RECORDS FOR THE EXERCISE
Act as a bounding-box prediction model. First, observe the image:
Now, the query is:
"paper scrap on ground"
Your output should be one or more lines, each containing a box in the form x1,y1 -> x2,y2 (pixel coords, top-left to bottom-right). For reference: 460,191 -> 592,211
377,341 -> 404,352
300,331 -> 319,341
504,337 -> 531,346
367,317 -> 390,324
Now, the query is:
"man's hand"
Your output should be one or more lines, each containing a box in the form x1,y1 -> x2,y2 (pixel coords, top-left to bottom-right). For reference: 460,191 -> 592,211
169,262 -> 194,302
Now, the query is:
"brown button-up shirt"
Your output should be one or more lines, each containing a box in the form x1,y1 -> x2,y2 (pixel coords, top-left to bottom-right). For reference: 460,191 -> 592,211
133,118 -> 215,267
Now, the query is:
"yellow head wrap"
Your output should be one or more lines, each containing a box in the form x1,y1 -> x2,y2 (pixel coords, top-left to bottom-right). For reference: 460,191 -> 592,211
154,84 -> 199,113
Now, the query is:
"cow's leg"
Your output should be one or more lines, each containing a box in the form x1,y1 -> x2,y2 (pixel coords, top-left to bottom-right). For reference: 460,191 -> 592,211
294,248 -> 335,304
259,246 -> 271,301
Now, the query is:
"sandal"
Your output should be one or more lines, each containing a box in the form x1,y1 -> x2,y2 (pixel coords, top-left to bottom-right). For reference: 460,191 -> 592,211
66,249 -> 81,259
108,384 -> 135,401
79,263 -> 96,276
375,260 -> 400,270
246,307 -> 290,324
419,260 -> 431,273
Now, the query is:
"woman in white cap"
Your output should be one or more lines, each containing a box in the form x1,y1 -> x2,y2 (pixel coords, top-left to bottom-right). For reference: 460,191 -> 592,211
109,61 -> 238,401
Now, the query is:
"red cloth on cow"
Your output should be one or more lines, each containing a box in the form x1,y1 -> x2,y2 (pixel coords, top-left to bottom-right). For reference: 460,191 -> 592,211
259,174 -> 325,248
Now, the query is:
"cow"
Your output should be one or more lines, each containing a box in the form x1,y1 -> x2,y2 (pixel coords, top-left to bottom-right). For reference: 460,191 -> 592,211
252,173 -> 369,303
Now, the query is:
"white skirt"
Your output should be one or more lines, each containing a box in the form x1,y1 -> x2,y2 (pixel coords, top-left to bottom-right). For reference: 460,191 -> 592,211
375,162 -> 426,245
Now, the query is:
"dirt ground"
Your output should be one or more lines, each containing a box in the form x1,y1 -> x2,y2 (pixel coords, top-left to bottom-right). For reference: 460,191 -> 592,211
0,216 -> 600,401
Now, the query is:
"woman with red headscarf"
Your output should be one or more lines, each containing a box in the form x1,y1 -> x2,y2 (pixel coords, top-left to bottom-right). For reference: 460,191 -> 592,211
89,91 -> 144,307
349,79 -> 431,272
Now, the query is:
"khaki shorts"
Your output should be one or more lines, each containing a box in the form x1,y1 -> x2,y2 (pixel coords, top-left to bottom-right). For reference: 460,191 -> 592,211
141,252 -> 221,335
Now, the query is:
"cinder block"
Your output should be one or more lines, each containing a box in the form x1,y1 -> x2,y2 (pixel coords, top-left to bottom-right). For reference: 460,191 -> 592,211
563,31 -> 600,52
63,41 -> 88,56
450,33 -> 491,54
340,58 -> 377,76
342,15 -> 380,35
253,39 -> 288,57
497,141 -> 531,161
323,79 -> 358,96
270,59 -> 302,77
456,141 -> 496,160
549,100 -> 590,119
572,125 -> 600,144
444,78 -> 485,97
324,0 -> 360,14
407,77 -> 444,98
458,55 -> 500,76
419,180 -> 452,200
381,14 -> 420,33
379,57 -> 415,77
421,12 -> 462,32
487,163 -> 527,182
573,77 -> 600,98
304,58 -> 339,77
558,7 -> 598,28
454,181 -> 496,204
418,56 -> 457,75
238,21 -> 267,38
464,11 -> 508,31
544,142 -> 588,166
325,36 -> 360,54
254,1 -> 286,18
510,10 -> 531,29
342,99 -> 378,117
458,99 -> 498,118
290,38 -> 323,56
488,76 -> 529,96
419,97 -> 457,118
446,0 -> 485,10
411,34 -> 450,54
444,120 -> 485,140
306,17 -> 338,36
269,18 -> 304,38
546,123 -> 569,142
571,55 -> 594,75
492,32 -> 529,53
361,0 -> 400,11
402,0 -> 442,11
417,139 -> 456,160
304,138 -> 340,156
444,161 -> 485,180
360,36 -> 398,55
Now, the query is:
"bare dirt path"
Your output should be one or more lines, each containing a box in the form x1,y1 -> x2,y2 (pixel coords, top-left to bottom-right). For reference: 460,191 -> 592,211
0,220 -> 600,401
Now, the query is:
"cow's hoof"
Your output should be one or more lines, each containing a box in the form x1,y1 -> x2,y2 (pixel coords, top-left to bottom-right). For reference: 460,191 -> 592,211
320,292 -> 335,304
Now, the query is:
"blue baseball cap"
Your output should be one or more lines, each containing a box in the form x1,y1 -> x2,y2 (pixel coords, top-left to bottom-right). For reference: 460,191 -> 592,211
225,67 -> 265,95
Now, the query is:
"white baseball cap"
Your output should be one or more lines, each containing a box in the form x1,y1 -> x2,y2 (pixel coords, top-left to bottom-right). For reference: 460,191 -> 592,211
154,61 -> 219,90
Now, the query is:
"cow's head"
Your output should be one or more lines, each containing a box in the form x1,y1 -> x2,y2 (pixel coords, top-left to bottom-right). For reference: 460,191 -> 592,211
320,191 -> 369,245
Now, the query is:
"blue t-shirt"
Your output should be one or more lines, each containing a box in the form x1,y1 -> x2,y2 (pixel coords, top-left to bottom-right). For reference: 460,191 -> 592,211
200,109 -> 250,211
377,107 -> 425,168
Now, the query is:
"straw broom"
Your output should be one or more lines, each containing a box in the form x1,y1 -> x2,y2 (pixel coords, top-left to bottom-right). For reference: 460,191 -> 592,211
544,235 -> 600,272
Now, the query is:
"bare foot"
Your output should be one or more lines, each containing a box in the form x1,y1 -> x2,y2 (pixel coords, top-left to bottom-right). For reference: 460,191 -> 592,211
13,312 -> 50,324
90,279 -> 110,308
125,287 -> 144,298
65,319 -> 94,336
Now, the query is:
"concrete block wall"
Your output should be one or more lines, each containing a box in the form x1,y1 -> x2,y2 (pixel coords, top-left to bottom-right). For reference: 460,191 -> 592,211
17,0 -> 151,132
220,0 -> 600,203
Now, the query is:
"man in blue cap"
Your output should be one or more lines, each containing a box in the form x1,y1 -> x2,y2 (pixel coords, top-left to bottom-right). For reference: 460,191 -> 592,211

GOAL
Write down the entire listing above again verbatim, from its first line through its last.

CORRECT RESPONSE
Act as a bounding-box prediction model. First, observe the image:
Now, the query is:
"paper scrap on ground"
Your output should be one or more lines, each containing a box in the form x1,y1 -> x2,y2 (pixel coords, top-left to bottom-right). For reference: 460,191 -> 592,211
377,341 -> 404,352
300,331 -> 319,341
504,337 -> 531,346
367,317 -> 390,324
Now, the query is:
"man's hand"
Your output should be one or more lines, each containing a box in the form x1,y1 -> x2,y2 (pixel coords, top-left to bottom-right). For reference: 460,191 -> 592,211
169,262 -> 194,302
Now, the query is:
"brown button-up shirt"
Your output should be one or more lines, each containing a box in the form x1,y1 -> x2,y2 (pixel coords, top-left to bottom-right). For reference: 460,191 -> 592,211
133,118 -> 215,267
Now, the query is:
"yellow head wrap"
Your output should be one or more lines, each containing a box in the form x1,y1 -> x2,y2 (pixel coords, top-left to bottom-right). For reference: 460,191 -> 592,211
154,84 -> 199,113
Now, the query is:
"cow's leg"
Your output should be one or more lines, each containing a box in the form x1,y1 -> x2,y2 (pixel coords, top-left to bottom-right). For reference: 460,191 -> 592,211
294,248 -> 335,304
259,246 -> 271,301
Now, the query is:
"sandal"
Your output should be one or more lines, each containing a box in the form x1,y1 -> x2,y2 (pixel coords, top-left to bottom-right). For reference: 460,191 -> 592,211
66,249 -> 81,259
108,384 -> 135,401
79,263 -> 96,276
375,260 -> 400,270
246,307 -> 290,324
419,260 -> 431,273
Now, the query is:
"woman in white cap"
Your output should be one or more lines, each containing a box in the form x1,y1 -> x2,y2 (pixel coords, top-left to bottom-right). For reference: 460,191 -> 592,211
109,61 -> 238,401
Now, the query is:
"red cloth on cow"
Your output should be one or more lines, each containing a box in the form x1,y1 -> x2,y2 (pixel coords, top-left to bottom-right). For reference: 460,191 -> 592,211
259,174 -> 325,248
Now, the query is:
"cow"
Your output should be one or more lines, each containing a box in the form x1,y1 -> x2,y2 (pixel coords, top-left to bottom-right). For reference: 460,191 -> 592,211
252,173 -> 369,303
Now, the query is:
"white skirt"
Your output should be one or more lines, each containing a box in the form x1,y1 -> x2,y2 (pixel coords, top-left to bottom-right). For reference: 460,191 -> 592,211
375,162 -> 426,245
Now, the query is:
"dirt ground"
Your output should be one or more lines, each containing a box in the form x1,y1 -> x2,y2 (pixel coords, top-left to bottom-right). For reference: 460,191 -> 592,211
0,216 -> 600,401
Now, the query is:
"woman with red headscarf"
Your output should be one or more lines, each containing a box in the form x1,y1 -> x2,y2 (pixel coords, top-left to bottom-right). For reference: 460,191 -> 592,211
89,91 -> 144,307
349,79 -> 431,272
Now, the query is:
"khaki shorts"
Your output should be one or more lines, each containing a box in the form x1,y1 -> x2,y2 (pixel coords, top-left to bottom-right). For reference: 460,191 -> 592,211
141,252 -> 221,335
Now, the query is:
"cinder block"
Your output should be one or more lines, each containing a box in the form x1,y1 -> x2,y2 (pixel coords, top-left to bottom-right). For reference: 460,191 -> 592,211
563,31 -> 600,52
63,41 -> 88,56
450,33 -> 491,54
340,58 -> 377,76
342,15 -> 380,35
253,39 -> 288,57
497,141 -> 531,161
323,79 -> 358,96
270,59 -> 302,77
456,141 -> 496,160
549,100 -> 590,119
572,125 -> 600,144
444,78 -> 485,97
324,0 -> 360,14
407,77 -> 444,98
458,55 -> 500,76
419,180 -> 452,200
381,14 -> 420,33
379,57 -> 415,77
421,12 -> 462,32
487,163 -> 527,182
573,77 -> 600,98
304,58 -> 339,77
558,7 -> 598,28
454,181 -> 496,204
418,56 -> 457,75
238,21 -> 267,38
464,11 -> 508,31
544,142 -> 588,166
325,36 -> 360,54
254,1 -> 286,18
510,10 -> 531,29
342,99 -> 378,117
458,99 -> 498,118
290,38 -> 323,56
488,76 -> 529,96
419,97 -> 457,118
446,0 -> 485,10
411,34 -> 450,54
444,120 -> 485,140
306,17 -> 338,36
269,18 -> 304,38
546,123 -> 569,142
571,55 -> 594,75
492,32 -> 529,53
361,0 -> 400,11
402,0 -> 442,11
417,139 -> 456,160
304,138 -> 340,156
444,161 -> 485,180
360,36 -> 398,55
Now, the query is:
"bare dirt path"
Your output should be one or more lines, each containing a box in the form x1,y1 -> x2,y2 (pixel coords, top-left to bottom-right). For reference: 460,191 -> 592,211
0,220 -> 600,401
Now, the query is:
"cow's hoof"
Your output should be one or more lines, each containing a box in the form x1,y1 -> x2,y2 (pixel coords, top-left to bottom-right). For reference: 460,191 -> 592,211
320,292 -> 335,304
Now, the query is:
"blue baseball cap"
Your output should be one or more lines, each containing a box in the form x1,y1 -> x2,y2 (pixel coords, top-left to bottom-right). For reference: 460,191 -> 592,211
225,67 -> 265,95
Now, the query is:
"white baseball cap"
Your output should be one or more lines, each containing a box in the form x1,y1 -> x2,y2 (pixel coords, top-left to bottom-right). For reference: 460,191 -> 592,211
154,61 -> 219,90
Now, the query is:
"cow's head"
Your output should be one or more lines, each containing a box in the form x1,y1 -> x2,y2 (pixel coords, top-left to bottom-right). For reference: 460,191 -> 592,211
320,191 -> 369,245
Now, the query is:
"blue t-shirt"
Your output should be one or more lines, each containing a box in the form x1,y1 -> x2,y2 (pixel coords, top-left to bottom-right). For reference: 460,191 -> 592,211
200,109 -> 250,211
377,107 -> 425,168
Now, the query is:
"straw broom"
Your output should be one or more lines, each containing a box in the form x1,y1 -> x2,y2 (pixel coords, top-left to bottom-right). For reference: 460,191 -> 592,211
544,235 -> 600,272
Now, the query is:
"bare foot"
Your output should be one or more lines, each containing a box in the form x1,y1 -> x2,y2 (pixel coords, top-left to bottom-right). For reference: 460,191 -> 592,211
13,312 -> 50,324
90,279 -> 110,308
125,287 -> 144,298
65,319 -> 94,336
Now, the query is:
"concrete block wall"
Your output should be one or more lines, each containing a box in the form x1,y1 -> x2,y2 (pixel coords, top-left to bottom-right). For reference: 460,191 -> 592,211
17,0 -> 151,132
220,0 -> 600,203
Now, the query is:
"man in blue cap"
Your output should be one or more lines, each containing a box in the form x1,y1 -> x2,y2 (pixel coords, top-left to bottom-right). For reference: 460,191 -> 592,211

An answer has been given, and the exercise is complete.